ASSIGNED TASK — Among the entries below, find the lines that hold the word "mixedbagphotography" and report them.
*** Opening RECORDS TO PROCESS ***
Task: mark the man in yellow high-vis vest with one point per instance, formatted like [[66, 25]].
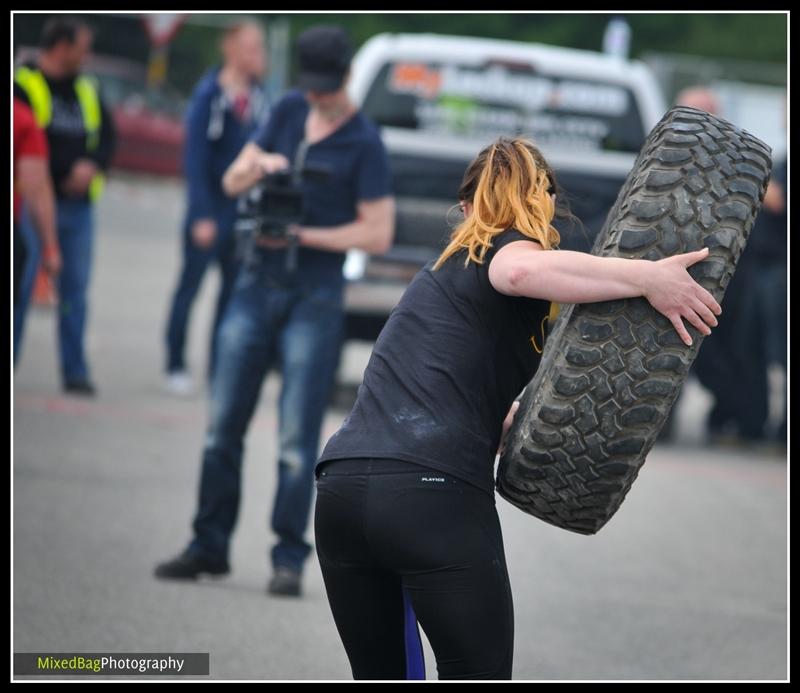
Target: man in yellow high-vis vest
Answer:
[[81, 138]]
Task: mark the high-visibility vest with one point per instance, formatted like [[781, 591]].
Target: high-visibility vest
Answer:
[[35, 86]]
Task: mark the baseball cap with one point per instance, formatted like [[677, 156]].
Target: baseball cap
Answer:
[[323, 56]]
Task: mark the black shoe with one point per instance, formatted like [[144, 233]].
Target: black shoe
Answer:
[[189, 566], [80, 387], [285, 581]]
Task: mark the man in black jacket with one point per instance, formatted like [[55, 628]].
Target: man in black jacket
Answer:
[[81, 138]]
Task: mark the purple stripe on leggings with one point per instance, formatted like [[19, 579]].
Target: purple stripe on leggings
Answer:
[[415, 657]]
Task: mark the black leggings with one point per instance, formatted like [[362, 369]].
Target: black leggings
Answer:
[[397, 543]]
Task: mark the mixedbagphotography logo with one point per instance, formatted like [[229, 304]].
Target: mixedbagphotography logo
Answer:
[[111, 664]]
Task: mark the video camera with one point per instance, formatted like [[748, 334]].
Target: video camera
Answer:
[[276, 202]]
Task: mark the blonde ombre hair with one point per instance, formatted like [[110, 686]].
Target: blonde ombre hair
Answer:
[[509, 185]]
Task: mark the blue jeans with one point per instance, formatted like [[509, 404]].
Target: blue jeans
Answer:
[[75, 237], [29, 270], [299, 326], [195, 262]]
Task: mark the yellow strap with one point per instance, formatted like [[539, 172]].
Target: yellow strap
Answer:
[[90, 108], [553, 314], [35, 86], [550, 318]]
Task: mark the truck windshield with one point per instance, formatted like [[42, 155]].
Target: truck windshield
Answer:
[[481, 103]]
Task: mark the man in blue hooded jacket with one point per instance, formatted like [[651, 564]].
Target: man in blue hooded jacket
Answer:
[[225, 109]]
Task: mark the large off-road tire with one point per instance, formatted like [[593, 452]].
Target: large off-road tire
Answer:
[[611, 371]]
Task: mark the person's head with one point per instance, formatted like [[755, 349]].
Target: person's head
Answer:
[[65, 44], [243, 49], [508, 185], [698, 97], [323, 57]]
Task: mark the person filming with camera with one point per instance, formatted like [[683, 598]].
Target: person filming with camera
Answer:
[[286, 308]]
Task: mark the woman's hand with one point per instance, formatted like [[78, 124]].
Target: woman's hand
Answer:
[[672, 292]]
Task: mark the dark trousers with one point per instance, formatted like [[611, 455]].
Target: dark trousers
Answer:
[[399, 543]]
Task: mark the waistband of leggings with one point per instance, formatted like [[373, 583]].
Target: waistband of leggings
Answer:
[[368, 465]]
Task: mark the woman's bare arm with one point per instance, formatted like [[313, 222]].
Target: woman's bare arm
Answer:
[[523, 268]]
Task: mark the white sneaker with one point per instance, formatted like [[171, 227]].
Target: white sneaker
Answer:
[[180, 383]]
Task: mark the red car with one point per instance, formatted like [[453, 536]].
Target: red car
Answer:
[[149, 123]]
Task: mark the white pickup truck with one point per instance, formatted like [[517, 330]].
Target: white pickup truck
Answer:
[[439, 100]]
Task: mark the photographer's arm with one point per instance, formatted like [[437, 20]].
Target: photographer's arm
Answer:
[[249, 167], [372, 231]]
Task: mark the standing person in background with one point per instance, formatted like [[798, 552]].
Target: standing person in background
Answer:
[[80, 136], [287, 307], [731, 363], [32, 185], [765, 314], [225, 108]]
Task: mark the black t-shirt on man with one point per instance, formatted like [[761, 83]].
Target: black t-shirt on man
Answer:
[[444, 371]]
*** Closing RECORDS TO PROCESS ***
TASK ANSWER —
Task: mark the mixedbagphotography logo with one point per instance, formatted like [[229, 304]].
Target: mixedbagphotography logo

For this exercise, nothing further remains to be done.